_Excerpted passage:_
━━━━━━━━
Southwest Miami Senior High School  (colloquially known as simply "Southwest"), is a co-educational secondary school in Olympia Heights, a census-designated place in Miami-Dade County, Florida, United States. Southwest is currently an 'A' school and of the more than 30 public schools that are neither all magnet schools nor charter schools, Southwest is ranked second best in Miami-Dade county by U.S. News & World Report.

History 
Southwest Miami High School was founded in September 1956 as Southwest Miami Junior Senior High School. The school was built to alleviate overcrowding at neighboring Coral Gables Senior High School. Featuring grades 7-10, it was eventually converted to a high school in 1959 upon graduating its first senior class.

Southwest's athletic rival is Miami Coral Park Senior High School.

Demographics
Southwest Miami High School is 95% Hispanic, 1% Black and 4% other.
━━━━━━━━
_Set task 1:_ Which lines of the entries contain the string "paved"? Pick out each one and copy it.
The school text and the entries have nothing to do with each other.
━━━━━━━━
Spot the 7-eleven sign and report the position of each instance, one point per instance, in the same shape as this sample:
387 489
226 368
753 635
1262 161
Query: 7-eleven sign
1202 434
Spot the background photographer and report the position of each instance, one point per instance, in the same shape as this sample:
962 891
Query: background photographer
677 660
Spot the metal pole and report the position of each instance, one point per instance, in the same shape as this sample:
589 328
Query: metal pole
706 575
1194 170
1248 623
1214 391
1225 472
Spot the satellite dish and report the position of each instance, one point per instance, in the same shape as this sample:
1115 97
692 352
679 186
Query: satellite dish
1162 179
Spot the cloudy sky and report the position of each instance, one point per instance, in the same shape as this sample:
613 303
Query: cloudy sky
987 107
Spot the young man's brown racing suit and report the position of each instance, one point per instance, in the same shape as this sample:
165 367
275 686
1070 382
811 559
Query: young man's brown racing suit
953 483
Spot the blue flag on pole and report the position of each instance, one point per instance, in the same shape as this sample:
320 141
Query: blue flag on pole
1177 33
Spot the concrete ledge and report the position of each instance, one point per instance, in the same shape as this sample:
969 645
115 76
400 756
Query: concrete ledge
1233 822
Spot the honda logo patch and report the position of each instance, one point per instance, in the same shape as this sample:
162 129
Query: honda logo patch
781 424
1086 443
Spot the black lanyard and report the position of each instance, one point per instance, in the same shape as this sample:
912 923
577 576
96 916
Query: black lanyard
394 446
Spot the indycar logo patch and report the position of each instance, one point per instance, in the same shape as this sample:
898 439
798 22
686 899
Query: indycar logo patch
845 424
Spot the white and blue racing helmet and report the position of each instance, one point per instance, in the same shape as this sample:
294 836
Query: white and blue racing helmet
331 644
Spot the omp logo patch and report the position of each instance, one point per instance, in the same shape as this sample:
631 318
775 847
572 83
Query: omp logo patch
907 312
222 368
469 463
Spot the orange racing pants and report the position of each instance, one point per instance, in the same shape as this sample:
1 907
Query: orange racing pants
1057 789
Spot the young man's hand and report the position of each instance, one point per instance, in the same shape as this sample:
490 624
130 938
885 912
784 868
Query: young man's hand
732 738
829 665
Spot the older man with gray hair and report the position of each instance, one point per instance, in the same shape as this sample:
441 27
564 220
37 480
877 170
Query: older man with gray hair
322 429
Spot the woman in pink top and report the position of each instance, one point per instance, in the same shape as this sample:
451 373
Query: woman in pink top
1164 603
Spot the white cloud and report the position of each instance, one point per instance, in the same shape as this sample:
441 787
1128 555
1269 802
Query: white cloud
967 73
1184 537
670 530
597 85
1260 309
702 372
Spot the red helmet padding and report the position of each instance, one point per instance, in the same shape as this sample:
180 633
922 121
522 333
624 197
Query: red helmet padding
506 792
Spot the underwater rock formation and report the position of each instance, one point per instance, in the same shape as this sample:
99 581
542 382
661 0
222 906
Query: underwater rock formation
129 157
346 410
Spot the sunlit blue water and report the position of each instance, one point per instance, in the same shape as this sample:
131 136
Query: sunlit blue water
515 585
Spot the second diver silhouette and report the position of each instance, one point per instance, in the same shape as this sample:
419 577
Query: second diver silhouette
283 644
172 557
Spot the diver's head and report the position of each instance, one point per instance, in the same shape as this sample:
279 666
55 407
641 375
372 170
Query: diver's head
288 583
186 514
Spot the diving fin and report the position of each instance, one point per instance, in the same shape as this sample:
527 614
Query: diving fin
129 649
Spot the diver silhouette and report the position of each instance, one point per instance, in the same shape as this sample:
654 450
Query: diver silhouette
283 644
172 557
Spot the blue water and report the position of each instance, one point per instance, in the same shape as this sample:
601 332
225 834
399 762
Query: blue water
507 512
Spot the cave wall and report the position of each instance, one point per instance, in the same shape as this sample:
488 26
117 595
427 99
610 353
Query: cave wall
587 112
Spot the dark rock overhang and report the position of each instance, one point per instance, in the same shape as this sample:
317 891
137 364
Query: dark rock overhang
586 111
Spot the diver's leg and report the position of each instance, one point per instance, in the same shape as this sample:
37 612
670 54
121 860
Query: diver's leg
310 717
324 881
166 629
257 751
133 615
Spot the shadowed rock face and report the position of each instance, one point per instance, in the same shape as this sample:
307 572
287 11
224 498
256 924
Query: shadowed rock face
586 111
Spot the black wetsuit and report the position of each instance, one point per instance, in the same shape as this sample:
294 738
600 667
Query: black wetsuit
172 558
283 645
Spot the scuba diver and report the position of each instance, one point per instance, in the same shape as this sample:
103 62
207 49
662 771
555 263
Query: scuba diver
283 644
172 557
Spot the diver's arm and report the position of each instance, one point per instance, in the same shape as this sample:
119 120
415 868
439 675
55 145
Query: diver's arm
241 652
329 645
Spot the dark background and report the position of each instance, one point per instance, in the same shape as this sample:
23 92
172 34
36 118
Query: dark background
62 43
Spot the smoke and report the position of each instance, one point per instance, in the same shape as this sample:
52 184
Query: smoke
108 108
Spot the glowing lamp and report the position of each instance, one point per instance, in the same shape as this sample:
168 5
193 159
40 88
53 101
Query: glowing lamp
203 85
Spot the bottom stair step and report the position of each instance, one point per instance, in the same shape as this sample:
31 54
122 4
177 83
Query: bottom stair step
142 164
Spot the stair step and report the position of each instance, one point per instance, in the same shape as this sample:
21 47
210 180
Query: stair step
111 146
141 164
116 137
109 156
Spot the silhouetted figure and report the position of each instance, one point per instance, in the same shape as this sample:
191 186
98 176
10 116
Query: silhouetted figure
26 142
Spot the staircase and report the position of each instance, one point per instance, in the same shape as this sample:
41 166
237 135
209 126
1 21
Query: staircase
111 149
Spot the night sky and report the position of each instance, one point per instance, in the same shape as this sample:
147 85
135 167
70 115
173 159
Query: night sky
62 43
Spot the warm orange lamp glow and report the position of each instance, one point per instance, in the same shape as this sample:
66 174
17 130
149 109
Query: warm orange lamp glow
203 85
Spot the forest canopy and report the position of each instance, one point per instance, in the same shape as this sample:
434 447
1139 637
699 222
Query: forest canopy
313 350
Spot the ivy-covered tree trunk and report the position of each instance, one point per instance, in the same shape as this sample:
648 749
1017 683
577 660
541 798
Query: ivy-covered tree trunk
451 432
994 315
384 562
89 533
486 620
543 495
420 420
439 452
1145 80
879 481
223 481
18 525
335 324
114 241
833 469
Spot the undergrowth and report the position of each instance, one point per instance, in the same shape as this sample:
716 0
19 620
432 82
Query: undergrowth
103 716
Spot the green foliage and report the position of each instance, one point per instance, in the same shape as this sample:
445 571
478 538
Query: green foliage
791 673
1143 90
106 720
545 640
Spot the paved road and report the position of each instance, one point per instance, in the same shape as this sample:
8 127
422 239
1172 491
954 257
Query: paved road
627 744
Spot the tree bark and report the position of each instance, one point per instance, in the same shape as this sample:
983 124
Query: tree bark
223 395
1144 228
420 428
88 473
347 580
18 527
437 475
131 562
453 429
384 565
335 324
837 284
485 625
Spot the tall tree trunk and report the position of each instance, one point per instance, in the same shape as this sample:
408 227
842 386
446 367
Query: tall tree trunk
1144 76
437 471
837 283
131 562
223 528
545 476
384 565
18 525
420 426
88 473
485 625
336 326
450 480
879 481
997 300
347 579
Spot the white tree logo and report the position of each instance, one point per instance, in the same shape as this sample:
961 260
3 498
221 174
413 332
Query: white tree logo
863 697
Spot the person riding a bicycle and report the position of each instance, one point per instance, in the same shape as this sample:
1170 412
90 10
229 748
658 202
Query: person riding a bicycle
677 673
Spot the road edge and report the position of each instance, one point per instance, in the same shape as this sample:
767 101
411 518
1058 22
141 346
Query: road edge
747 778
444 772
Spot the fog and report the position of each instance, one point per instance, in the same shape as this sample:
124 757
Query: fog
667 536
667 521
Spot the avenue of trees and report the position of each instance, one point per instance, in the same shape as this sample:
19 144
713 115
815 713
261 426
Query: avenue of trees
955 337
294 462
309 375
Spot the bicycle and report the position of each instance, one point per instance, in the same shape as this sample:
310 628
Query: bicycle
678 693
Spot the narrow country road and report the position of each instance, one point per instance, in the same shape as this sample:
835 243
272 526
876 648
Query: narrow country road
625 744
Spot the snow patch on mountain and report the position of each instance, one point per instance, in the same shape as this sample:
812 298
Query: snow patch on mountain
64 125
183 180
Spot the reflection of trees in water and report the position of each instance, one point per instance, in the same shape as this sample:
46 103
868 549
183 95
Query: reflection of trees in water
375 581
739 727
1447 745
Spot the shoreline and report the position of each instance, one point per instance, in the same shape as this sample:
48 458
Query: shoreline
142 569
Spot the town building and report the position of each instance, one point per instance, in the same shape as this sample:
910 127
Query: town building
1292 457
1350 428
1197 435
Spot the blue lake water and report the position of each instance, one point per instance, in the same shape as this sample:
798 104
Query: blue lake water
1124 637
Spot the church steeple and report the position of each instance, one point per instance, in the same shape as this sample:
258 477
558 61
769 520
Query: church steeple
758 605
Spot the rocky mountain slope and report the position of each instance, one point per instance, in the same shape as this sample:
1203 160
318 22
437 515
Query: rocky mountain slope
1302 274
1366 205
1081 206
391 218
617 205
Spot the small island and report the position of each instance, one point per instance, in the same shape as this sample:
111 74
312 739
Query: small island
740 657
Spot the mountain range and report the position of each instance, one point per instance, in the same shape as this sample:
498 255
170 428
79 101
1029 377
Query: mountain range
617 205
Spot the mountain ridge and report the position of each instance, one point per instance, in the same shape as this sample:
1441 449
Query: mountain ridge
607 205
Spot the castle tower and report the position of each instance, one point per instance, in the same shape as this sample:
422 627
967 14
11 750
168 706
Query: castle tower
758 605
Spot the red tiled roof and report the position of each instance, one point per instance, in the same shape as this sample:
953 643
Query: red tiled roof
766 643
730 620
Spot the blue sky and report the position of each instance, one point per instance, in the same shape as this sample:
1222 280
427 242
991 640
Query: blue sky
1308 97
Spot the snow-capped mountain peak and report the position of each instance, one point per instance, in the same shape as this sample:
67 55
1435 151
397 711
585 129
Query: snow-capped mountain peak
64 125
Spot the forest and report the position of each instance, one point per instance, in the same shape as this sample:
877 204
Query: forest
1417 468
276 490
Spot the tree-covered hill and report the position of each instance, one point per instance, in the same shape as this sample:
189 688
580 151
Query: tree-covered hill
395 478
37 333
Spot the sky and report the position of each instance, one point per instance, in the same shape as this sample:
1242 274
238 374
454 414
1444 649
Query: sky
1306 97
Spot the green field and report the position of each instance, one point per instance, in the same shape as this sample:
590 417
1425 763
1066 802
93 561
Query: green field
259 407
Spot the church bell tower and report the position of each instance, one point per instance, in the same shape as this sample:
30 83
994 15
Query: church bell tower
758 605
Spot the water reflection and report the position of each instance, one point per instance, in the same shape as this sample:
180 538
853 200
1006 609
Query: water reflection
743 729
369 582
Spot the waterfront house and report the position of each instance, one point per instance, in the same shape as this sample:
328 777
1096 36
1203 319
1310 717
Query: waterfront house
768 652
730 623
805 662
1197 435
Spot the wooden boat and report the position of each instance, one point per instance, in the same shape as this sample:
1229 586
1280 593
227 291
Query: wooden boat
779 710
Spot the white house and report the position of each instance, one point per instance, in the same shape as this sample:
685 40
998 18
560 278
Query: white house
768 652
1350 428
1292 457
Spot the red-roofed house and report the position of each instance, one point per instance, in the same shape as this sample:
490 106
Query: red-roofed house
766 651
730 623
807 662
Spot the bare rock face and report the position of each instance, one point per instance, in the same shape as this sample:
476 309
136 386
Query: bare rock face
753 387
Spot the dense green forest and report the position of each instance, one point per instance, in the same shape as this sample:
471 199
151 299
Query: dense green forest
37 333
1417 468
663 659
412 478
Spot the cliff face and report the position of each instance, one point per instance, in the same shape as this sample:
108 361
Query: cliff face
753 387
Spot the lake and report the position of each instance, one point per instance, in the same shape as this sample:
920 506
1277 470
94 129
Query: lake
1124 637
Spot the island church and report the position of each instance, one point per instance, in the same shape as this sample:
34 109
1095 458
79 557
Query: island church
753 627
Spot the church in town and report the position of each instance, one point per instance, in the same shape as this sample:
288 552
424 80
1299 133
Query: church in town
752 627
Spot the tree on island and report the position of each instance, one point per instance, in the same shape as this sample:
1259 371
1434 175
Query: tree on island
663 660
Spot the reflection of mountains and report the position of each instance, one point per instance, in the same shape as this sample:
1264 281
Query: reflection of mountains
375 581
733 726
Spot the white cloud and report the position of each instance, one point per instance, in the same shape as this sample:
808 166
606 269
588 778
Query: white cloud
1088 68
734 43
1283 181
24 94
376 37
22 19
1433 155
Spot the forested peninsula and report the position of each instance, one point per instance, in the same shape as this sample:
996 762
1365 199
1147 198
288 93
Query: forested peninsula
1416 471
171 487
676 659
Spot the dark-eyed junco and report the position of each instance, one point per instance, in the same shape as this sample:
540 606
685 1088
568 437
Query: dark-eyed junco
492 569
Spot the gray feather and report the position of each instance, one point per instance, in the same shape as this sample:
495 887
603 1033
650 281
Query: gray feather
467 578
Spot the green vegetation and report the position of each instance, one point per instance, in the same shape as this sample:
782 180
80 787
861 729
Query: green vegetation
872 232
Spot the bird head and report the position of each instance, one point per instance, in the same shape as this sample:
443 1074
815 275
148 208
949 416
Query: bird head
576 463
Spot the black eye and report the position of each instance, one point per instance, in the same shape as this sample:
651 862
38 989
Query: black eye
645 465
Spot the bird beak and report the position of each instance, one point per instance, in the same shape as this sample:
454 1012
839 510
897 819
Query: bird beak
━━━━━━━━
_Set task 2:_ What percentages does the school text give, and which group does each describe?

_Full response 1:_
Spot the paved road and report the position of each instance, one point per instance, in the same shape as this sample:
Query: paved road

_Full response 2:_
95% Hispanic
1% Black
4% other